*Selection*:

════

Compare flow-normalised averages across two groups of years.

Uses the existing full-period surface and averages annual flow-normalised values over each year group.

Parameters:

Name Type Description Default
daily

Populated daily DataFrame.

required
surfaces

3-D surfaces array (from full fit).

required
surface_index

Grid parameters dict.

required
group1_years

(first_year, last_year) for group 1.

required
group2_years

(first_year, last_year) for group 2.

required
window_side

Half-window for generalized flow normalisation.

7
pa_start

Period of analysis start month.

10
pa_long

Period of analysis length in months.

12

Returns:

Type Description

DataFrame with same format as :func:run_pairs.

Source code in wrtds/trends.py
def run_groups(
    daily,
    surfaces,
    surface_index,
    group1_years,
    group2_years,
    window_side=7,
    pa_start=10,
    pa_long=12,
):
    """Compare flow-normalised averages across two groups of years.

    Uses the existing full-period surface and averages annual
    flow-normalised values over each year group.

    Args:
        daily: Populated daily DataFrame.
        surfaces: 3-D surfaces array (from full fit).
        surface_index: Grid parameters dict.
        group1_years: ``(first_year, last_year)`` for group 1.
        group2_years: ``(first_year, last_year)`` for group 2.
        window_side: Half-window for generalized flow normalisation.
        pa_start: Period of analysis start month.
        pa_long: Period of analysis length in months.

    Returns:
        DataFrame with same format as :func:`run_pairs`.
    """
    q_bins_all = bin_qs(daily)

    def _group_means(year_range):
        c_flex, f_flex, c_stat, f_stat = [], [], [], []
        for year in range(year_range[0], year_range[1] + 1):
            daily_year = _filter_daily_to_year(daily, year, pa_start, pa_long)
            if len(daily_year) == 0:
                continue

            # Stationary FN (full Q distribution)
            cs, fs = _annual_fn_mean(daily_year, surfaces, surface_index, q_bins_all)
            c_stat.append(cs)
            f_stat.append(fs)

            # Generalized (windowed) FN
            if window_side > 0:
                q_bins_w = bin_qs_windowed(daily, year, window_side)
            else:
                q_bins_w = q_bins_all
            cg, fg = _annual_fn_mean(daily_year, surfaces, surface_index, q_bins_w)
            c_flex.append(cg)
            f_flex.append(fg)

        return (float(np.mean(c_flex)), float(np.mean(f_flex)),
                float(np.mean(c_stat)), float(np.mean(f_stat)))

    c11, f11, c10, f10 = _group_means(group1_years)
    c22, f22, c20, f20 = _group_means(group2_years)

    return _build_result_df(c10, f10, c11, f11, c20, f20, c22, f22)

run_series(daily, surfaces, surface_index, window_side=7, pa_start=10, pa_long=12)

════

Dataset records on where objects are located
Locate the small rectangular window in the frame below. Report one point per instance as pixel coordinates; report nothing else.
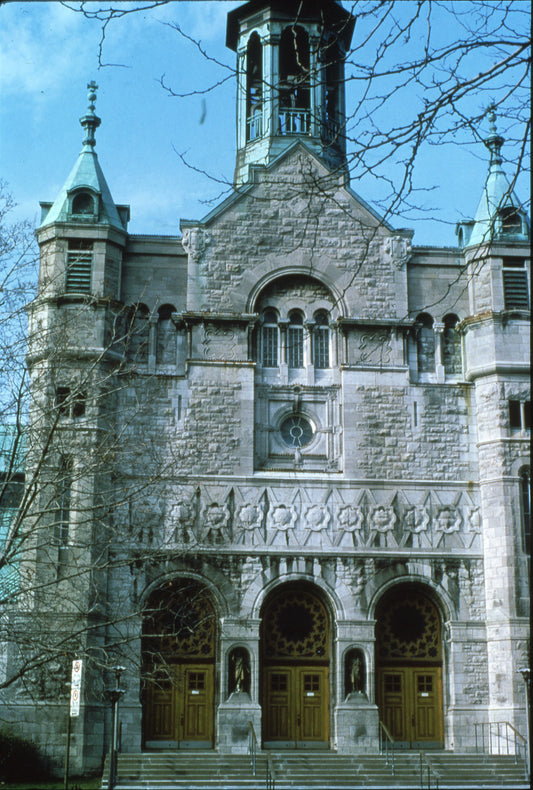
(79, 266)
(78, 404)
(520, 415)
(295, 347)
(269, 356)
(62, 396)
(515, 284)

════

*Work instructions*:
1. Reproduce word for word the stretch of the run_groups documentation from "# Generalized (windowed)" through "c_flex.append(cg)".
2. Carry the run_groups documentation forward from its final line.

*Answers to the tasks*:
1.
# Generalized (windowed) FN
            if window_side > 0:
                q_bins_w = bin_qs_windowed(daily, year, window_side)
            else:
                q_bins_w = q_bins_all
            cg, fg = _annual_fn_mean(daily_year, surfaces, surface_index, q_bins_w)
            c_flex.append(cg)

2.
Compute annual time series of generalized flow-normalised values.

For each year in the record, flow normalisation uses the discharge distribution from a sliding window of 2 * window_side + 1 years centred on the target year.

Parameters:

Name Type Description Default
daily

Populated daily DataFrame (must have Day, DecYear, Date columns).

required
surfaces

3-D surfaces array.

required
surface_index

Grid parameters dict.

required
window_side

Half-window for generalized flow normalisation. Use 0 for standard (stationary) flow normalisation.

7
pa_start

Period of analysis start month.

10
pa_long

Period of analysis length in months.

12

Returns:

Type Description

Daily DataFrame with updated FNConc and FNFlux columns

computed using generalized flow normalisation.

Source code in wrtds/trends.py
def run_series(
    daily,
    surfaces,
    surface_index,
    window_side=7,
    pa_start=10,
    pa_long=12,
):
    """Compute annual time series of generalized flow-normalised values.

    For each year in the record, flow normalisation uses the discharge
    distribution from a sliding window of ``2 * window_side + 1`` years
    centred on the target year.

    Args:
        daily: Populated daily DataFrame (must have ``Day``, ``DecYear``,
            ``Date`` columns).
        surfaces: 3-D surfaces array.
        surface_index: Grid parameters dict.
        window_side: Half-window for generalized flow normalisation.
            Use 0 for standard (stationary) flow normalisation.
        pa_start: Period of analysis start month.
        pa_long: Period of analysis length in months.

    Returns:
        Daily DataFrame with updated ``FNConc`` and ``FNFlux`` columns
        computed using generalized flow normalisation.
    """
    daily = daily.copy()

    # Determine year range from daily data
    dec_year = daily['DecYear'].values
    min_dec = float(dec_year.min())
    max_dec = float(dec_year.max())

    # Find first and last complete analysis years
    first_year = int(np.ceil(min_dec))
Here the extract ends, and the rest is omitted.